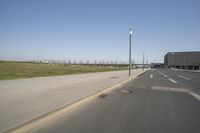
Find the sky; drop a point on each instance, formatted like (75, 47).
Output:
(97, 29)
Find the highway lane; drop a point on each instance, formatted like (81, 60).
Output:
(22, 100)
(150, 103)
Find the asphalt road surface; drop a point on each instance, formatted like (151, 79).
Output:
(159, 101)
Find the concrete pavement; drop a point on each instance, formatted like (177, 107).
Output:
(22, 100)
(151, 103)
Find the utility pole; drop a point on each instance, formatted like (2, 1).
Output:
(143, 61)
(130, 33)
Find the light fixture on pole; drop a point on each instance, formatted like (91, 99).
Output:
(130, 33)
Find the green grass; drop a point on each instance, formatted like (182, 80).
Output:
(14, 70)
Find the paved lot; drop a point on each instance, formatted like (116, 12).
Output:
(22, 100)
(159, 101)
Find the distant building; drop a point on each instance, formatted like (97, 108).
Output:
(183, 60)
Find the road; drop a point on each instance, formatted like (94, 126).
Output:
(159, 101)
(23, 100)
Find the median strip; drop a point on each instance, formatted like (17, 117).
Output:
(173, 81)
(184, 77)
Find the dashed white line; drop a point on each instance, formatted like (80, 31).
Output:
(165, 76)
(184, 77)
(173, 81)
(162, 74)
(195, 95)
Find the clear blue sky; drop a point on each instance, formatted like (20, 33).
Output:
(97, 29)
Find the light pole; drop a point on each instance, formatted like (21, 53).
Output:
(130, 33)
(143, 60)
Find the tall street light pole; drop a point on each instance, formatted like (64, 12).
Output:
(130, 33)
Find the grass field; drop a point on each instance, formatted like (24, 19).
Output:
(14, 70)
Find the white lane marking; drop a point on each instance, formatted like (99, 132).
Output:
(184, 77)
(173, 81)
(195, 95)
(161, 88)
(188, 91)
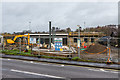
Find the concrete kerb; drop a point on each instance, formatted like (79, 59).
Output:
(63, 62)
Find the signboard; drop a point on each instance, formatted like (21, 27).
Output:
(58, 44)
(78, 43)
(33, 40)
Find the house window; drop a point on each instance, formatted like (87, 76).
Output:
(75, 40)
(86, 40)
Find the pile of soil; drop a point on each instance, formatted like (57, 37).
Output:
(96, 48)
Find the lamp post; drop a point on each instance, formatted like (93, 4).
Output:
(78, 41)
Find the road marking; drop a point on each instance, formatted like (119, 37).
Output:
(35, 73)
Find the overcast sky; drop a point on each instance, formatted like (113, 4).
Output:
(16, 16)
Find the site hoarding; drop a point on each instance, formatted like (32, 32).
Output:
(33, 40)
(58, 44)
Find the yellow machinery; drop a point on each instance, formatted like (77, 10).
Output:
(17, 36)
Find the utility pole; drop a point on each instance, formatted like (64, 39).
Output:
(78, 41)
(50, 34)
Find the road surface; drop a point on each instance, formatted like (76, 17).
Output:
(12, 68)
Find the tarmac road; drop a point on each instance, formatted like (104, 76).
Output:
(12, 68)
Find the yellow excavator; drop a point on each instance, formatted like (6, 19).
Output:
(12, 41)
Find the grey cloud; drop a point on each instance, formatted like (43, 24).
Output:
(16, 16)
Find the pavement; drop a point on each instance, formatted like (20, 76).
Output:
(76, 63)
(12, 68)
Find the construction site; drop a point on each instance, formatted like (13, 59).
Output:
(86, 46)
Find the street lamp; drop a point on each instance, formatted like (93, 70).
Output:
(78, 41)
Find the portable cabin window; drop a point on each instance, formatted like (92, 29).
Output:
(86, 40)
(92, 40)
(75, 40)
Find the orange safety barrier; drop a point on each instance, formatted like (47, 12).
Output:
(96, 53)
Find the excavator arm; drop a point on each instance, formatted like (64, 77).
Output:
(17, 36)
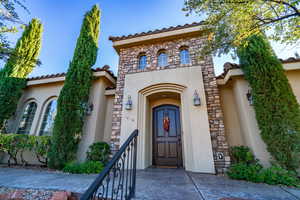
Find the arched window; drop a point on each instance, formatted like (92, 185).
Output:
(162, 59)
(142, 61)
(48, 118)
(185, 56)
(27, 118)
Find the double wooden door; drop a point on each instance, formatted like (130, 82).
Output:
(167, 150)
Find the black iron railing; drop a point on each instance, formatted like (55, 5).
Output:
(118, 178)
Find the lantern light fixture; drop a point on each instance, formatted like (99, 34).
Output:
(128, 105)
(196, 99)
(88, 108)
(249, 97)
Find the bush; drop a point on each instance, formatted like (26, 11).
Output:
(242, 154)
(246, 167)
(242, 171)
(16, 144)
(89, 167)
(99, 151)
(277, 175)
(276, 108)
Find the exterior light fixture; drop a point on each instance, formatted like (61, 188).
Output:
(128, 105)
(197, 100)
(249, 97)
(88, 108)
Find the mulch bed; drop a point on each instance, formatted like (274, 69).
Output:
(34, 194)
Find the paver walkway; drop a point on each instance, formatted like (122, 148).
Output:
(154, 184)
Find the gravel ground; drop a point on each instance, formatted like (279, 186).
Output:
(29, 194)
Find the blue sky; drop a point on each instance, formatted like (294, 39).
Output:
(62, 21)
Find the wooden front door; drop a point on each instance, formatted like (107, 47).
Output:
(167, 149)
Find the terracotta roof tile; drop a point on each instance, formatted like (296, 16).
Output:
(98, 69)
(171, 28)
(228, 66)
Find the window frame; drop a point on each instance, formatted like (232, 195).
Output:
(44, 110)
(185, 58)
(21, 117)
(166, 58)
(142, 55)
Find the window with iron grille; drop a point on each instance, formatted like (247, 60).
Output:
(48, 118)
(27, 118)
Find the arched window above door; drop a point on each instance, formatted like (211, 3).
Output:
(142, 61)
(184, 56)
(48, 118)
(162, 58)
(27, 118)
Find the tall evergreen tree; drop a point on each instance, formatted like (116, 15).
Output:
(69, 120)
(276, 107)
(20, 64)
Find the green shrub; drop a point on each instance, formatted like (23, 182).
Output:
(99, 151)
(246, 167)
(248, 172)
(276, 108)
(242, 154)
(74, 96)
(89, 167)
(277, 175)
(15, 145)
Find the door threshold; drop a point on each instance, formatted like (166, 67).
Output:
(165, 167)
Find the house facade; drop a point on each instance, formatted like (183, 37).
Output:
(186, 116)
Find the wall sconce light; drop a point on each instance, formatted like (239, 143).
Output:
(128, 105)
(88, 108)
(197, 100)
(249, 97)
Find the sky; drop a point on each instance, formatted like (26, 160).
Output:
(62, 21)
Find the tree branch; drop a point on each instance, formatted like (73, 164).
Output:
(287, 4)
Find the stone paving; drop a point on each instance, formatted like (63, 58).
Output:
(156, 184)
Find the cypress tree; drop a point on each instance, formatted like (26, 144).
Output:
(276, 107)
(69, 120)
(20, 64)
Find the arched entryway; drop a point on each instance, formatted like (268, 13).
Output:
(167, 146)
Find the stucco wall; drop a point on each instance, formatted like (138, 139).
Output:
(97, 126)
(128, 65)
(239, 117)
(195, 127)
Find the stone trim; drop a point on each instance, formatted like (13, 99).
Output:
(128, 64)
(216, 118)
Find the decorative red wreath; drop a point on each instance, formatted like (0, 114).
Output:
(166, 124)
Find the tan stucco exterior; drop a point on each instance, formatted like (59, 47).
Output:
(97, 126)
(239, 116)
(223, 119)
(197, 147)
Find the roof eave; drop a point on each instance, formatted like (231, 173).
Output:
(173, 34)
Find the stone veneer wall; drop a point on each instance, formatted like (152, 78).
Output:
(128, 63)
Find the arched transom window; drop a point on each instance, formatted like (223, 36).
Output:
(185, 56)
(162, 58)
(48, 118)
(142, 61)
(27, 118)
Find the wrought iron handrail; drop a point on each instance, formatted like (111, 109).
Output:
(118, 179)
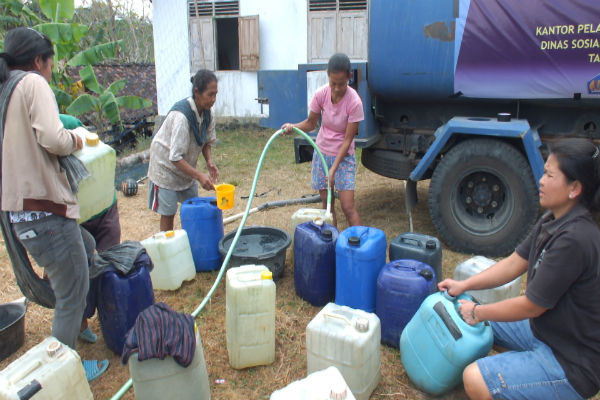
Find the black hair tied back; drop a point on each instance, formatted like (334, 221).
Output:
(10, 60)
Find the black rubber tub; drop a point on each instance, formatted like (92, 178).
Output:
(12, 327)
(260, 245)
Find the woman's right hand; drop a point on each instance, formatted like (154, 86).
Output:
(454, 288)
(205, 181)
(287, 128)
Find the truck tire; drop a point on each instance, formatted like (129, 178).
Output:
(483, 198)
(391, 164)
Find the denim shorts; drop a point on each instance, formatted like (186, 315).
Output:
(528, 371)
(344, 175)
(164, 201)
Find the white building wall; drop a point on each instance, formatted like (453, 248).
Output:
(171, 52)
(283, 45)
(237, 93)
(283, 31)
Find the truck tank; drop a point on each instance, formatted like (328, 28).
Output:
(431, 60)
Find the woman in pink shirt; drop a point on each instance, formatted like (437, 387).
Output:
(340, 109)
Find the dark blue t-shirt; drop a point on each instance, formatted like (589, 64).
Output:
(563, 276)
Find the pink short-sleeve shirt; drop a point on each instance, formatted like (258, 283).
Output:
(335, 118)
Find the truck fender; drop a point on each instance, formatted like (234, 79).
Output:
(478, 126)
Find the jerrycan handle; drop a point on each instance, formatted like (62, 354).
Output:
(427, 274)
(412, 242)
(337, 316)
(447, 320)
(29, 390)
(358, 240)
(448, 296)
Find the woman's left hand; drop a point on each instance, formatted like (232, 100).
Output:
(466, 311)
(213, 171)
(332, 178)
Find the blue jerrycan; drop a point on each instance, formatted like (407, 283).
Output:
(420, 247)
(121, 299)
(359, 256)
(402, 285)
(436, 344)
(314, 261)
(203, 222)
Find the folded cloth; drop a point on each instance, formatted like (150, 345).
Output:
(75, 170)
(123, 257)
(69, 121)
(159, 332)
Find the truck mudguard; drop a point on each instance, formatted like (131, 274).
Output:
(485, 127)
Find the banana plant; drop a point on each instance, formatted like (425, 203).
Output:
(14, 13)
(104, 102)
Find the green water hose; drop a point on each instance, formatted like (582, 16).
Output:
(129, 383)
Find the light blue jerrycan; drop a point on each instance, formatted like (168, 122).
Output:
(436, 345)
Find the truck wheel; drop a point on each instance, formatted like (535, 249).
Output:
(391, 164)
(483, 198)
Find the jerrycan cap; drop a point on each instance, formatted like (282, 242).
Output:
(91, 139)
(361, 324)
(427, 274)
(338, 392)
(266, 275)
(354, 241)
(54, 348)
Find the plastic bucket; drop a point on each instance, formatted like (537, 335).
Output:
(225, 193)
(12, 327)
(260, 245)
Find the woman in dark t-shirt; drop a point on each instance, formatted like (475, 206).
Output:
(549, 337)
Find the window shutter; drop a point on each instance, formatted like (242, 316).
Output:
(352, 34)
(202, 44)
(248, 40)
(321, 36)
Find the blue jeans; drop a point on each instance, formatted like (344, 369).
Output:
(528, 371)
(63, 249)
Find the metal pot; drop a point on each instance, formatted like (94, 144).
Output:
(12, 327)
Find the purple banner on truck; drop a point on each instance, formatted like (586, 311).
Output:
(529, 49)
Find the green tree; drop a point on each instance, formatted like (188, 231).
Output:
(104, 102)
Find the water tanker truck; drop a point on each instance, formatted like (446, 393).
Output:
(469, 94)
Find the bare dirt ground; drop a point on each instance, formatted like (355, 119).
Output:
(380, 202)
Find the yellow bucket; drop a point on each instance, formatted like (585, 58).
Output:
(225, 194)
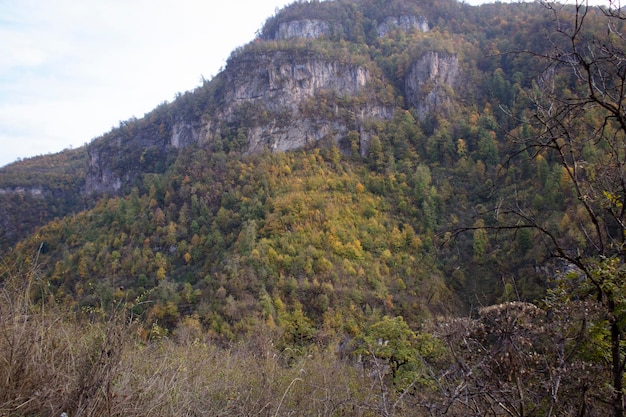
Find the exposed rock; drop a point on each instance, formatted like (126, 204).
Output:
(271, 90)
(33, 191)
(431, 81)
(185, 134)
(404, 23)
(304, 29)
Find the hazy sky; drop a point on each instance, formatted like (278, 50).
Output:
(72, 69)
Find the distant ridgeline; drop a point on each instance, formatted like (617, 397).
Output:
(321, 168)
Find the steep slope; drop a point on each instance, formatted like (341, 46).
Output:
(391, 118)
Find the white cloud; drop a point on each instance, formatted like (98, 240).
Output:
(72, 69)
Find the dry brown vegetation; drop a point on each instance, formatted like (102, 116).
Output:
(96, 364)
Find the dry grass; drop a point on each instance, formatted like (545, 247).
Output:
(52, 361)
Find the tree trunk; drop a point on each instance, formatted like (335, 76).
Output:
(616, 336)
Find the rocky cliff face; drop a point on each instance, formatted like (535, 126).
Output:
(303, 29)
(280, 95)
(273, 99)
(404, 23)
(430, 83)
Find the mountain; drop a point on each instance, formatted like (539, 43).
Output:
(323, 166)
(377, 207)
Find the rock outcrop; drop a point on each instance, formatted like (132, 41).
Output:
(303, 29)
(404, 23)
(280, 95)
(430, 83)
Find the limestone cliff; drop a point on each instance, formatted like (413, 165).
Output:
(430, 83)
(280, 95)
(404, 23)
(304, 29)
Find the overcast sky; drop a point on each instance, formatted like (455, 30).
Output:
(70, 70)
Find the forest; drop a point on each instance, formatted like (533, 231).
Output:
(469, 262)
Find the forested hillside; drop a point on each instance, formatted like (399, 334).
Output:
(428, 196)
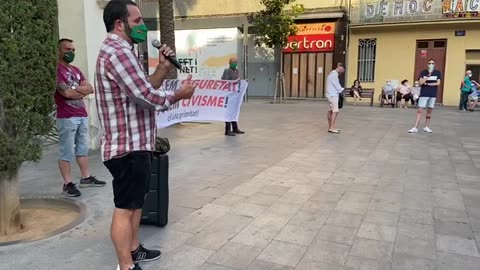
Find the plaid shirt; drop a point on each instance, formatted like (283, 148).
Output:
(126, 101)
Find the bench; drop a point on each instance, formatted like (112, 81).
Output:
(366, 93)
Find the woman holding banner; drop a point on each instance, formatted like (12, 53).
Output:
(232, 74)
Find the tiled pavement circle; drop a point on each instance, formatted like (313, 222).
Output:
(288, 195)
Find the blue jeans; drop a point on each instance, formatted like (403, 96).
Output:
(72, 137)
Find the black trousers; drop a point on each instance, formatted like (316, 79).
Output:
(230, 126)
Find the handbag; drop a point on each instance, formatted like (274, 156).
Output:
(162, 145)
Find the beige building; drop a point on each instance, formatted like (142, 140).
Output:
(394, 39)
(385, 40)
(322, 41)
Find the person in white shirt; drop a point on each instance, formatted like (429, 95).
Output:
(334, 89)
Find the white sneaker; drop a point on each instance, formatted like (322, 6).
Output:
(427, 129)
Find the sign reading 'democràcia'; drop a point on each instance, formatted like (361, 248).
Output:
(376, 11)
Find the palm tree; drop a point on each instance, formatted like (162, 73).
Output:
(167, 29)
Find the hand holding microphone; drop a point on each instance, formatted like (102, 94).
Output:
(186, 90)
(166, 55)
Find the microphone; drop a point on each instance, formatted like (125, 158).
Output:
(156, 43)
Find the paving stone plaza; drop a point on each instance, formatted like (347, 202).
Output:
(288, 195)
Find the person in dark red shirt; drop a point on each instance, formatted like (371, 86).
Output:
(72, 119)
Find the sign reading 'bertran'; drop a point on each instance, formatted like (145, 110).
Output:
(317, 37)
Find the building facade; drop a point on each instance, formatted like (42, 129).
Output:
(321, 41)
(394, 39)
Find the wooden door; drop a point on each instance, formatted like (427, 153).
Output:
(306, 73)
(431, 49)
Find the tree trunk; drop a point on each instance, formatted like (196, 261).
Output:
(9, 203)
(167, 29)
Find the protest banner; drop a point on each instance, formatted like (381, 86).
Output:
(213, 100)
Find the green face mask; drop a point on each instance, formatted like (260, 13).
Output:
(69, 57)
(137, 33)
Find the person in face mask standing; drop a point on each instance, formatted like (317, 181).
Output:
(231, 73)
(72, 120)
(429, 80)
(467, 85)
(127, 101)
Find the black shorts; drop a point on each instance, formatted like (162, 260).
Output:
(131, 176)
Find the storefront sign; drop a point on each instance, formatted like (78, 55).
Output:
(376, 11)
(398, 8)
(318, 37)
(461, 7)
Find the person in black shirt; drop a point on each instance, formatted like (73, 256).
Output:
(429, 80)
(231, 73)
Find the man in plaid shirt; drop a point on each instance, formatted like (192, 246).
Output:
(126, 102)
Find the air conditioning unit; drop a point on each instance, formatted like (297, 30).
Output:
(102, 3)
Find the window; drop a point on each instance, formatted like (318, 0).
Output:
(366, 59)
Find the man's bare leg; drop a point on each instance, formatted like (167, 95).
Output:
(428, 117)
(136, 217)
(65, 171)
(419, 116)
(82, 162)
(121, 233)
(329, 117)
(333, 120)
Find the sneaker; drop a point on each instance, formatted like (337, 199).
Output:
(136, 267)
(427, 129)
(91, 181)
(71, 190)
(145, 255)
(238, 131)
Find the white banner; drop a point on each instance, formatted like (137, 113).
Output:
(213, 100)
(203, 52)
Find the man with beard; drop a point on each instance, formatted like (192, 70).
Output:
(127, 102)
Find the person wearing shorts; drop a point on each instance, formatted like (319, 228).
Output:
(429, 80)
(127, 102)
(334, 89)
(72, 120)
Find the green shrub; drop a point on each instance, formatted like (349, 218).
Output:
(28, 33)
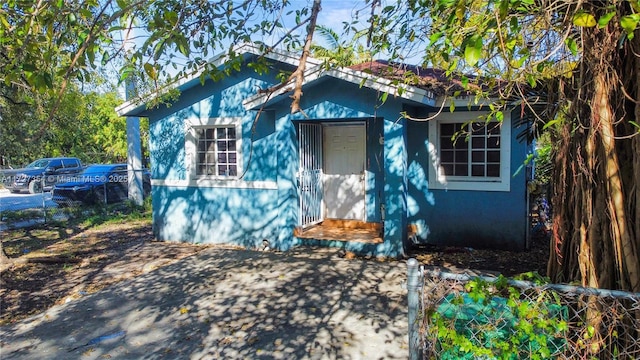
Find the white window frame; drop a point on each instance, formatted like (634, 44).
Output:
(437, 178)
(191, 145)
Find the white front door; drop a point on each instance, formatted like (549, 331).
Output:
(344, 160)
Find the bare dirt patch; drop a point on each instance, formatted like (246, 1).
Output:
(57, 264)
(488, 261)
(54, 265)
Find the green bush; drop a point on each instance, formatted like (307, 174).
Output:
(498, 321)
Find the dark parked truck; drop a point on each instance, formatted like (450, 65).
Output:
(41, 174)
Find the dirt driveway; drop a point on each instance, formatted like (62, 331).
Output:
(231, 304)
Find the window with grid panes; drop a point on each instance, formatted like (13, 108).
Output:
(470, 150)
(216, 151)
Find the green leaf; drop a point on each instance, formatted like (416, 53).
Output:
(572, 45)
(604, 19)
(151, 71)
(629, 24)
(473, 50)
(584, 19)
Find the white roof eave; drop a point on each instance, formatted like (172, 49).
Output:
(135, 106)
(363, 79)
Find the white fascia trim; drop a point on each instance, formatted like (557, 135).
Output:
(357, 77)
(212, 183)
(218, 60)
(437, 181)
(261, 99)
(462, 101)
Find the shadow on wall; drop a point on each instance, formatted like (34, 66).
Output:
(228, 304)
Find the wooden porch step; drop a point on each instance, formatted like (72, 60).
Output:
(342, 230)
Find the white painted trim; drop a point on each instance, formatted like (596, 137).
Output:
(191, 153)
(353, 76)
(462, 101)
(215, 183)
(440, 181)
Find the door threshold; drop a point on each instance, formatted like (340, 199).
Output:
(343, 230)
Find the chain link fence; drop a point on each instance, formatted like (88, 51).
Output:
(458, 316)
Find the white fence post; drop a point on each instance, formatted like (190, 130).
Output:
(414, 287)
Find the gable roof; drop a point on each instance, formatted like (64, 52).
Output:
(137, 106)
(362, 78)
(435, 80)
(316, 69)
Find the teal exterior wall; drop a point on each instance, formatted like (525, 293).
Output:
(265, 203)
(477, 219)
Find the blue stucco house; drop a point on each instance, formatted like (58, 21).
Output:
(231, 164)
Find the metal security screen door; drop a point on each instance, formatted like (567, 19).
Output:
(310, 174)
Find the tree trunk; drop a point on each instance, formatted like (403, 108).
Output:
(5, 261)
(596, 200)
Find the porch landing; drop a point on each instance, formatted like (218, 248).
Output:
(343, 230)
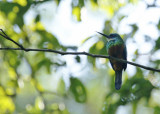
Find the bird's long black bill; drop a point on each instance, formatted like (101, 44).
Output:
(103, 34)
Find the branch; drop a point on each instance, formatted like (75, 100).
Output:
(73, 53)
(84, 53)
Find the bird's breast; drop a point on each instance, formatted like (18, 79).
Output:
(116, 51)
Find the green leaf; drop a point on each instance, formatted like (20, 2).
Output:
(78, 90)
(61, 87)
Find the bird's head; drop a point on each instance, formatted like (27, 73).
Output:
(112, 36)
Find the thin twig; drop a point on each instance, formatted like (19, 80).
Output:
(72, 53)
(4, 35)
(85, 53)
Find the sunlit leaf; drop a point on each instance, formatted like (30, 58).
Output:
(76, 12)
(78, 90)
(61, 87)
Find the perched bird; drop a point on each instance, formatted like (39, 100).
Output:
(116, 48)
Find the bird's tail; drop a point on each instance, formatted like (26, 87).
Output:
(118, 79)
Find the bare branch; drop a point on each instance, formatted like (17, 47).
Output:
(84, 53)
(72, 53)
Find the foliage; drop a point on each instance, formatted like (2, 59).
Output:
(29, 81)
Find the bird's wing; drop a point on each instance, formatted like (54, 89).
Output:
(125, 57)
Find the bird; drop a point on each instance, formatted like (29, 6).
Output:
(116, 48)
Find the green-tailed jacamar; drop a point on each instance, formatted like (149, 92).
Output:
(116, 48)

■ Assignment
Check every line of the data above for the string "reading", and copy those that have it.

■ Output
Find the sign reading 'democràcia'; drop a point on each instance, formatted like (361, 248).
Find the sign reading 'bertran'; drop a point on each instance, formatted like (145, 110).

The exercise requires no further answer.